### Goal of the exercise
Set down exactly the lines from the one containing "out the hat" through the last line of the records below, both included, and nothing else.

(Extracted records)
---*---

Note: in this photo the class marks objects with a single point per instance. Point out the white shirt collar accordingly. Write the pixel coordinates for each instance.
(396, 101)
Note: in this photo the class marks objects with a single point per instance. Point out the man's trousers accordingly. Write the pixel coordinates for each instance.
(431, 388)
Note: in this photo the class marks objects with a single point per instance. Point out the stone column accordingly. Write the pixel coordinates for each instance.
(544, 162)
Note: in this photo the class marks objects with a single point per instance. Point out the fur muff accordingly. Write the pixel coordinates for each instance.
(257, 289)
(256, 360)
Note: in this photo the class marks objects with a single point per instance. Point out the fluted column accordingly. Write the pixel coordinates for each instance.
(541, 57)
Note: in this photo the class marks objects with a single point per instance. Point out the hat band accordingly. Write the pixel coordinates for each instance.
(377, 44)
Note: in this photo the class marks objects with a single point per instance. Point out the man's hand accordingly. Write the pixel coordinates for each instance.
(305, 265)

---*---

### Solution to the exercise
Note: in this photo the class marks objects with a single point per instance. Point out the hat band accordingly. Write the pixel coordinates for each instance.
(377, 44)
Note: in this photo the class marks objects with a single point per instance. Point out the man's hand accordingly. Write the pixel coordinates for each instance.
(305, 265)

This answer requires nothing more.